- **Quoted passage**:
>> Start

Elevator Days

Elevator Days
Konrad Kyeser Elevator Design, Germany, 1405 by Provided by Wikipedia

Whenever I go to a party or I am introduced to people I don’t know, they invariably ask me what I do.
“What do you do?”

And I always tell them, “I am an elevator operator.” I say that I drive an elevator in downtown Manhattan.
The reaction to my announcement varies. Some people smile politely and then move on to more interesting people. Some ask questions about the art of piloting an elevator in a skyscraper, if I ever forget the route, if I ever get lost. Almost everyone quips, “I bet that job has its ups and downs.”

Generally, when that happens, I’m the one to smile politely. And then I respond with some variation of the retort I learned my first day on the job and have repeated many times over the years: “It sure does have its ups and downs, but it’s the jerks in the middle that cause the most trouble.”

Operating an elevator was not my career choice. I actually taught English for 33 years to reluctant high school kids who preferred drinking beer and getting laid to learning English grammar. Teaching I discovered, like the operation of elevators, is also a job where “the jerks in the middle” can be the most difficult.

>> End

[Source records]
>> Start

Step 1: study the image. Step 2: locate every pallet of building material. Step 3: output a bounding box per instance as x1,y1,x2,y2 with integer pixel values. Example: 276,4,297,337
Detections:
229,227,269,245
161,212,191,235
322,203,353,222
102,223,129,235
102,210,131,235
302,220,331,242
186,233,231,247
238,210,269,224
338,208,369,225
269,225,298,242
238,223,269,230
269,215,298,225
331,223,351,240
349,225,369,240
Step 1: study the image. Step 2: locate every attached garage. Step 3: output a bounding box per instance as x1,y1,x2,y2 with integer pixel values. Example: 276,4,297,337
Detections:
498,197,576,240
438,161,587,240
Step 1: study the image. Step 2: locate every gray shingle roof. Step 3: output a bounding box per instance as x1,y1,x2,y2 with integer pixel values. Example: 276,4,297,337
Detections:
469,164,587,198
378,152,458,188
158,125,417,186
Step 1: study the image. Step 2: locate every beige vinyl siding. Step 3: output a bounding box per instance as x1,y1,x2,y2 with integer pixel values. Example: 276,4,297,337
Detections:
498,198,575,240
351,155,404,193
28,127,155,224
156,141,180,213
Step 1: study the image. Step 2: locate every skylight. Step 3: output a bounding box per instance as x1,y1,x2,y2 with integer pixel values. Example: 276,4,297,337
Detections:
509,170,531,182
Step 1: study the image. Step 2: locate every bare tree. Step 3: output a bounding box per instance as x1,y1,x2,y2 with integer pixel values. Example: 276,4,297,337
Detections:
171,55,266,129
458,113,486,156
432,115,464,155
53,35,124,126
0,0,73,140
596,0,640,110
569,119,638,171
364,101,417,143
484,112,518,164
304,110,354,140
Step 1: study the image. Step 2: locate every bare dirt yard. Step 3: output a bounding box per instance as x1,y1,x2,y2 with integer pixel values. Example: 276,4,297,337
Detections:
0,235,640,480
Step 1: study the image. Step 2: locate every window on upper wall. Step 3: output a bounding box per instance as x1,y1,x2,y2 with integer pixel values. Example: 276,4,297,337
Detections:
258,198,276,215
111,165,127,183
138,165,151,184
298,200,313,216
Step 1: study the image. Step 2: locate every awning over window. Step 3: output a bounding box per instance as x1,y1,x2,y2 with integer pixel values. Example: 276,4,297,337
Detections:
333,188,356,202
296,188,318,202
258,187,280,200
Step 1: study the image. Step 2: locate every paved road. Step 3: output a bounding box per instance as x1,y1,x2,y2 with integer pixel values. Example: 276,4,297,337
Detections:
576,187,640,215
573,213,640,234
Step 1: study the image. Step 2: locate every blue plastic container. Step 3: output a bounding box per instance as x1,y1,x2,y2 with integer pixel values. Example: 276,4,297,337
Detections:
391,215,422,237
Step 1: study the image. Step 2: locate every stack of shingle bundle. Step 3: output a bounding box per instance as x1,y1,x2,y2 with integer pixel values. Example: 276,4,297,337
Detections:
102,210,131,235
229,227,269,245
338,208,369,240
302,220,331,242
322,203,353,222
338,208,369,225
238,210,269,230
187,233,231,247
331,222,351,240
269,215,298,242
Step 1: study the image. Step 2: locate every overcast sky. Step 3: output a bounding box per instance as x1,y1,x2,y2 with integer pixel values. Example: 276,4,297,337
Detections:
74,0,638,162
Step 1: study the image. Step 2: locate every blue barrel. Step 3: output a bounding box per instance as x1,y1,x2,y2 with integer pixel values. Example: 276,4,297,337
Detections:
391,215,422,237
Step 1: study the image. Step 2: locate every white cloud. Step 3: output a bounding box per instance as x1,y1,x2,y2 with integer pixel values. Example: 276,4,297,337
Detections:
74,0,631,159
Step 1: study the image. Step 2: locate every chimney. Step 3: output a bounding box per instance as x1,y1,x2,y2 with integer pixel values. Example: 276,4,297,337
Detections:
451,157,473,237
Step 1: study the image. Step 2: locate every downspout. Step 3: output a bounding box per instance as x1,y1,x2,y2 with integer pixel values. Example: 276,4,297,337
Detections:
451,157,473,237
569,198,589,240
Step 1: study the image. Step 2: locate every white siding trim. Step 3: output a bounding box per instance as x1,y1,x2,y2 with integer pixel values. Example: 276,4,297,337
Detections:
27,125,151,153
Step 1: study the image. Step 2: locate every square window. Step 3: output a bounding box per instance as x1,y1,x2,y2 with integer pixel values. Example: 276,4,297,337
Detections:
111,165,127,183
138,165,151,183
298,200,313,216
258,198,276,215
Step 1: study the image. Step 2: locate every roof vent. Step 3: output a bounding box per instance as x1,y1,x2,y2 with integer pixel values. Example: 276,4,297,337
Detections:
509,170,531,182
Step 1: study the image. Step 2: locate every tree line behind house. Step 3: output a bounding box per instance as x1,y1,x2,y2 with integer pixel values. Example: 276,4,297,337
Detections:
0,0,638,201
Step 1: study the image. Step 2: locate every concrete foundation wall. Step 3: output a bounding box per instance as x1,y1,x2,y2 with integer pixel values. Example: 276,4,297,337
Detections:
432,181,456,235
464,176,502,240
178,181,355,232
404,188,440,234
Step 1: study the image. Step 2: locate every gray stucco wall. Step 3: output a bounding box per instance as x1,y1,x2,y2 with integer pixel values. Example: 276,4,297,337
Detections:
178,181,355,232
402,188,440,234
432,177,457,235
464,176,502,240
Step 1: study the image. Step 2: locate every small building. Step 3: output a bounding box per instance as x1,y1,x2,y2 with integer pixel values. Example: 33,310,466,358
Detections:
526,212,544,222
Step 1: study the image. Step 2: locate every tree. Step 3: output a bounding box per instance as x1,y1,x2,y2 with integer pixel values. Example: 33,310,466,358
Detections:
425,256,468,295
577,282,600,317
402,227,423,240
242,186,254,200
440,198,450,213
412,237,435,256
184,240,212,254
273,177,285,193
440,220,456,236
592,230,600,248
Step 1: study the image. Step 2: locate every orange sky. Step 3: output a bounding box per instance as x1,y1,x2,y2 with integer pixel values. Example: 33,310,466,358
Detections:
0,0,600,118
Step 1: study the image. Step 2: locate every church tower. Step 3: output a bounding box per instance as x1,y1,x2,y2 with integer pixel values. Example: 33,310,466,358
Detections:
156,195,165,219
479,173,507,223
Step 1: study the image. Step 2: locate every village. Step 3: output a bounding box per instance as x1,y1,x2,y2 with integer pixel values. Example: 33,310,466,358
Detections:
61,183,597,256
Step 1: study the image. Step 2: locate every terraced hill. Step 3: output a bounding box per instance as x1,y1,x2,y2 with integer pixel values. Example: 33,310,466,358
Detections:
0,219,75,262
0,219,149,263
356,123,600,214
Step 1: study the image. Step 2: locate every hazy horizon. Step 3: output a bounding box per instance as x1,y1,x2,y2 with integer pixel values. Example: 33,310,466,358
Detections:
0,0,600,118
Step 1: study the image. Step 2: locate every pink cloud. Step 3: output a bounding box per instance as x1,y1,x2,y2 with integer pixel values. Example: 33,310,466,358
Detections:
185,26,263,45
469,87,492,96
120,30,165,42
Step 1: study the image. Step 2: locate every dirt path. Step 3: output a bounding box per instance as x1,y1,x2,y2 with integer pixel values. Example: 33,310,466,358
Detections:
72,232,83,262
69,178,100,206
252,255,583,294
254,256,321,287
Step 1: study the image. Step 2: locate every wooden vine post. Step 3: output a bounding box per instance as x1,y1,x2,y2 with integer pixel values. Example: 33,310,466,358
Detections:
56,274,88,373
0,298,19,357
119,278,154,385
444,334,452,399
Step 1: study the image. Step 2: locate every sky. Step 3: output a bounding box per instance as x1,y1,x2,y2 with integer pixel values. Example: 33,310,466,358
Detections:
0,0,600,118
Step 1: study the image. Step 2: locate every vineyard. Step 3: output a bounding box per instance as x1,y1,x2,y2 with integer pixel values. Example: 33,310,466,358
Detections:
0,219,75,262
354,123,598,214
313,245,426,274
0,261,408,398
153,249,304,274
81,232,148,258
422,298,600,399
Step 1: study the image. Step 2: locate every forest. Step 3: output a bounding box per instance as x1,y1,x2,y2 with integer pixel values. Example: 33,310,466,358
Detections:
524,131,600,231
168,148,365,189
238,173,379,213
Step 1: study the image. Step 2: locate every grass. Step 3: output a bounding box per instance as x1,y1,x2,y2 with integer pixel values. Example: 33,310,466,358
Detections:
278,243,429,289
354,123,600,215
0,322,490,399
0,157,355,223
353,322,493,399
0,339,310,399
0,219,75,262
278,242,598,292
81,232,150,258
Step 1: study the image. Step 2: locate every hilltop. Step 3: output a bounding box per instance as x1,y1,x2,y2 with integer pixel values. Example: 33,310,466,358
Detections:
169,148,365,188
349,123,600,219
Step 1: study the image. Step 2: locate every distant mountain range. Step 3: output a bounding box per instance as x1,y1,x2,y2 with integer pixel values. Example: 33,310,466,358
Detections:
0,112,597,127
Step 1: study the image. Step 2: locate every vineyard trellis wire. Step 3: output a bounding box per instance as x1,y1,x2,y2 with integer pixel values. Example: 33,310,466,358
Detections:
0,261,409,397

>> End

- **Direction 1**: In the Elevator Days essay, retype the passage between "Generally, when that" and "the most difficult.", inclusive.
- **Direction 2**: Decide whether each statement agrees with the Elevator Days essay, answering yes or no and quoting the words that settle it: (a) The narrator taught English for 33 years. (b) The narrator operates an elevator in midtown Manhattan. (c) Operating an elevator was the narrator's chosen career.
- **Direction 3**: Proceed with the Elevator Days essay, picking up after its final sentence.

- **Written response 1**:
Generally, when that happens, I’m the one to smile politely. And then I respond with some variation of the retort I learned my first day on the job and have repeated many times over the years: “It sure does have its ups and downs, but it’s the jerks in the middle that cause the most trouble.”

Operating an elevator was not my career choice. I actually taught English for 33 years to reluctant high school kids who preferred drinking beer and getting laid to learning English grammar. Teaching I discovered, like the operation of elevators, is also a job where “the jerks in the middle” can be the most difficult.

- **Written response 2**:
(a) Yes: "I actually taught English for 33 years"
(b) No: "I drive an elevator in downtown Manhattan"
(c) No: "Operating an elevator was not my career choice."

- **Written response 3**:
The reason I tell strangers who ask that I operate elevators is because of first impressions. I figure that people won’t expect much of some “mobile doorman” who also drives them up and down before opening and closing the door. That way if I say or do anything stupid, their reaction will likely be: “Well what can you expect? He operates elevators for a living.” And conversely, if I am witty, charming and brilliant, their after-conversation will go something like this: “He’s so cultured for an elevator operator. He reads books. He appreciates fine wine and he is a great conversationalist!” For me it is a win/win situation.

I did, in fact, operate an elevator at The Equitable Building, a 38-story office in New York City, located at 120 Broadway across from Trinity Church in the Financial District of Lower Manhattan. The building is a landmark engineering achievement designed by Ernest R. Graham and completed in 1915. Originally it was supposed to be 40 stories high, but it was reduced on the advice of consulting engineer Charles Knox. He determined the lower height as being optimal for its elevators, the very ones I operated for one summer, the year I graduated college and before I started teaching. My friend John’s father worked in the Maintenance Department at the building and he got the job for me, and for Sal, a high school/college friend who was also going to teach in September. After our interview, Sal and I in civilian clothes took the elevators for a spin in the middle of the mid-day rush under the watchful eyes of veteran uniformed operators. We both passed our driver’s test, and reported for duty the following Monday.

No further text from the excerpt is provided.